··· Page text ···

We did see some uncertainty creep in relative to those countries, particularly who had trading relationships with China.
And also we saw the ripple through effect of the China currency devaluation, predominantly, or let me say, we saw it in some of the Asia countries in particular because they have such trading relationships.
Operator
Next question comes from Jeff Kvaal with Nomura Securities International.
- Analyst
Thanks very much.
I wanted to throw my two in, as well.
Chuck, maybe this is less of a question than giving you an opportunity to talk about the second half.
It sounds like you have a few irons in the fire that you're excited about.
I'm cognizant that new product introductions usually take two-plus quarters to get going.
So, I imagine there's something else up your sleeve there a little bit.
And then, Kelly, I was wondering, could you help us perhaps understand a little bit in more detail the impact of the mixed shift to subscription billing, how much that is costing you in terms of revenue growth, and when you think that it may normalize so that the revenue growth matches the deferred revenue growth?
Thanks.
- CEO
Hi Jeff.
On the second half, my position right now is that I feel like we're incredibly well positioned, particularly relative to the things we control in our portfolio.
I've stated that I think that inflection point in our data center switching, which has been a challenge for us for many quarters, we believe that will happen in the second half of the year.
We've got new product introductions coming out across security, data center, as well as routing and others.
So, there's probably more innovation pipeline than we've seen in quite a while.
I mentioned earlier that our team's pretty confident that our security business from a revenue perspective will get back into the mid teens in the second half of the year.
And, frankly, we believe that some of the acquisition activity as well as the strategic partnerships could show up and begin to contribute positively, perhaps some time in the second half of the year.
So, I am cautiously optimistic and I just feel like we're well positioned relative to our portfolio and what we control.
- CFO
And to the second part there on how to think about the subscription software part of the business, I would say you're going to see it a couple ways.
I think the amount that we see translate onto our income statement or amortize off on the product side is just going to continue to accelerate.
It's been growing in the 15% to 20% every quarter.
And that's just going to continue as we look forward because we are growing our SaaS businesses, we are adding to our SaaS businesses with acquisitions.
And I'd say on the other parts of our business that hasn't traditionally been monetizing through software or licenses, we're coming up with all kinds of different offers that our customers are interested in.
So, I'd say we're going to see both the balance sheet deferred side grow.
It will continue to be a larger part of our product revenue, growing double digits.
But it's still in the 5% to 6% range as of right now on our product revenue.

···

> _Required actions_
[A] List each area that the CEO names in the earnings call transcript as having new product introductions coming out.
[B] Continue the earnings call transcript, starting right after its final sentence.

··· Given information ···

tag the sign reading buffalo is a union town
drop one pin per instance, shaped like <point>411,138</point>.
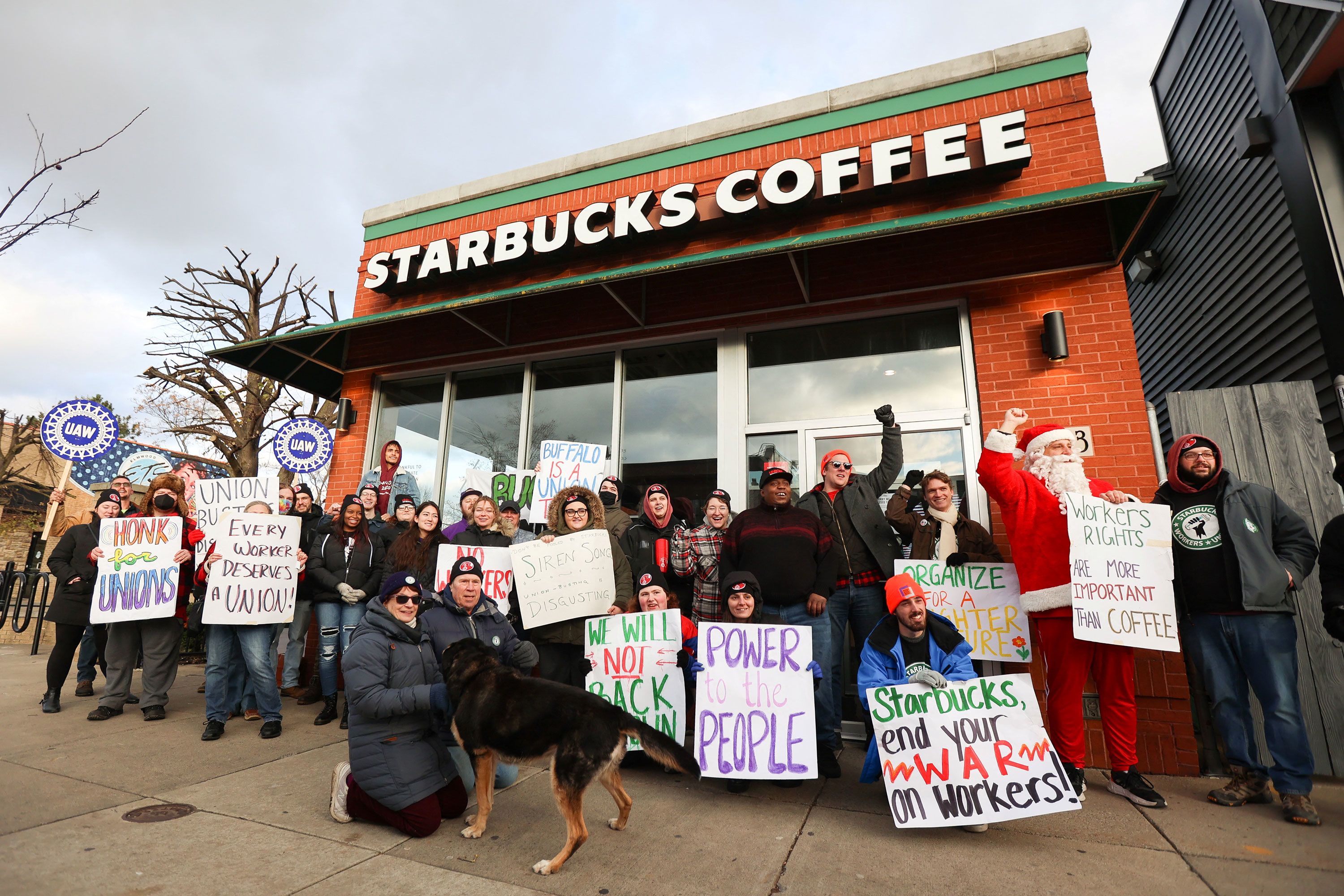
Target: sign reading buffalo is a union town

···

> _Answers in order_
[A] Security, data center, routing

[B]
But that will grow in double digits going forward for many quarters.
Operator
Your next question comes from Simon Leopold with Raymond James & Associates.
- Analyst
Hi this is Victor Chu in for Simon Leopold.
I'd like to ask about trends in the public cloud migrations.
Some of the networking names that we follow have recently begun to flag the migration of applications from enterprise data centers to the public cloud as a secular headwind to their core business.
Can you speak to the trends that you've observed and how that's impacting Cisco or how you envision that impacts your results going forward?
- CEO
Victor, thank you.
That's a great question.
The way we see it is that our customers, we believe, are really committed to a hybrid cloud model.
They see work loads that make tremendous sense to be in the full cloud.
And then there are mission-critical high-performance applications that they will continue to run in a private cloud.
And we believe that we can provide the bridge for those customers.
I think if you look at our UCS growth and you look at our next-gen data center growth, that would suggest that customers are still building out data centers and still building out private cloud to take advantage of the requirements they have in high-performance applications, security, mission-critical nature.
We think it's going to be both.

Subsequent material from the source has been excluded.